## Task statement
All of the data is to be printed again exactly as it appears.

## Records for the exercise
....

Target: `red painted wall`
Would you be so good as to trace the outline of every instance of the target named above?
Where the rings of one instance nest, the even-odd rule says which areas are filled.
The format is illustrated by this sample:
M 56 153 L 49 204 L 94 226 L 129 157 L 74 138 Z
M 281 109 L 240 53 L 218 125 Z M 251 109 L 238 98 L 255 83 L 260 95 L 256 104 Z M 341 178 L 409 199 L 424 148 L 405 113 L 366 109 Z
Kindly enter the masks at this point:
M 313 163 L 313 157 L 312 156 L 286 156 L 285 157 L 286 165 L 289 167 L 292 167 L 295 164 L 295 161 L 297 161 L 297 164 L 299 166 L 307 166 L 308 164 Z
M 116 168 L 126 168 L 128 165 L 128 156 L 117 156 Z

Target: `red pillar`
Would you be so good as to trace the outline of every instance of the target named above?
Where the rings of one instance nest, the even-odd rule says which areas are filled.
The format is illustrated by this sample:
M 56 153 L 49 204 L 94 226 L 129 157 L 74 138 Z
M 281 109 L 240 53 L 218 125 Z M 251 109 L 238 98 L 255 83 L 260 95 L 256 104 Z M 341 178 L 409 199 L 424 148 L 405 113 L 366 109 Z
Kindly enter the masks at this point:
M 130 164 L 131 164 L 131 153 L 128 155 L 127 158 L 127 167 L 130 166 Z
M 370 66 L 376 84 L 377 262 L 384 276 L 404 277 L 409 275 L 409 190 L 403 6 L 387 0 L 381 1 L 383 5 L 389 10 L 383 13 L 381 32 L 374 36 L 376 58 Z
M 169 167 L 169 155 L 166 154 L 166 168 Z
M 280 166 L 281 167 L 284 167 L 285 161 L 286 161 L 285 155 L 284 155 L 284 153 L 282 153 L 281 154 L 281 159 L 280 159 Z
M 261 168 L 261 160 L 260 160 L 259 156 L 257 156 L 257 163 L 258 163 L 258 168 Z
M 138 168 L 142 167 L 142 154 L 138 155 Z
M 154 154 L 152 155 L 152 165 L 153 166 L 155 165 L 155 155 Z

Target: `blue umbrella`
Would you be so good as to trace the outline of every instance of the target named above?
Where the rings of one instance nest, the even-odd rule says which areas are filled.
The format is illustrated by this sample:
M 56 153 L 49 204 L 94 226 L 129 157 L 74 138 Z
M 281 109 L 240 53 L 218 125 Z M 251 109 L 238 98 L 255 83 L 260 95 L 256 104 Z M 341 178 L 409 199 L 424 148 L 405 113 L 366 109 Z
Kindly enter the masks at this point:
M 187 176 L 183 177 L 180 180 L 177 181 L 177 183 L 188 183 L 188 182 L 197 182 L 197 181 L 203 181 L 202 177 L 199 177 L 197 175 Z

....

## Written answer
Target: `red painted wall`
Would you be so good as to trace the outline of every instance of the target named above?
Where the rings of one instance nest, the even-odd rule says which areas are filled.
The format is illustrated by this sample:
M 56 153 L 49 204 L 94 226 L 129 157 L 74 138 Z
M 281 109 L 240 53 L 218 125 Z M 251 109 L 238 98 L 255 83 L 260 95 L 256 104 Z M 341 178 L 409 199 L 424 148 L 405 113 L 366 109 Z
Kindly enter the masks at this point:
M 313 163 L 313 157 L 312 156 L 286 156 L 285 157 L 286 165 L 289 167 L 292 167 L 295 164 L 295 161 L 297 161 L 297 164 L 299 166 L 307 166 L 308 164 Z
M 116 168 L 126 168 L 128 165 L 128 156 L 117 156 Z

Target: `red pillar`
Would you be so good as to trace the outline of every instance of the target named above?
Where the rings of one instance nest, the even-odd rule says which areas are filled.
The format is illustrated by this sample:
M 56 153 L 49 204 L 94 226 L 129 157 L 74 138 Z
M 281 109 L 240 53 L 218 125 Z M 251 109 L 238 98 L 255 83 L 260 95 L 256 104 Z M 341 178 L 409 199 L 424 148 L 405 113 L 366 109 Z
Kindly enter the masks at this point:
M 130 164 L 131 164 L 131 153 L 128 155 L 127 158 L 127 167 L 130 166 Z
M 370 66 L 376 84 L 377 262 L 384 276 L 404 277 L 409 275 L 409 190 L 403 6 L 387 0 L 381 1 L 383 5 L 389 10 L 383 13 L 381 32 L 374 36 L 376 58 Z
M 169 167 L 169 155 L 166 154 L 166 168 Z
M 280 166 L 281 167 L 284 167 L 285 161 L 286 161 L 285 155 L 284 155 L 284 153 L 282 153 L 281 154 L 281 159 L 280 159 Z
M 261 168 L 261 160 L 260 160 L 259 156 L 257 156 L 257 163 L 258 163 L 258 168 Z
M 138 168 L 142 167 L 142 154 L 138 155 Z
M 154 154 L 152 155 L 152 165 L 153 166 L 155 165 L 155 155 Z

Target: `blue umbrella`
Would you be so good as to trace the outline of every instance of the target named above?
Where the rings of one instance nest, the even-odd rule says which areas are filled.
The format is illustrated by this sample:
M 56 153 L 49 204 L 94 226 L 129 157 L 74 138 Z
M 281 109 L 240 53 L 218 125 Z M 251 109 L 238 98 L 255 83 L 260 95 L 256 104 Z M 341 178 L 409 199 L 424 148 L 405 113 L 366 109 Z
Kindly enter the masks at this point:
M 187 176 L 183 177 L 180 180 L 177 181 L 177 183 L 188 183 L 188 182 L 197 182 L 197 181 L 203 181 L 202 177 L 199 177 L 197 175 Z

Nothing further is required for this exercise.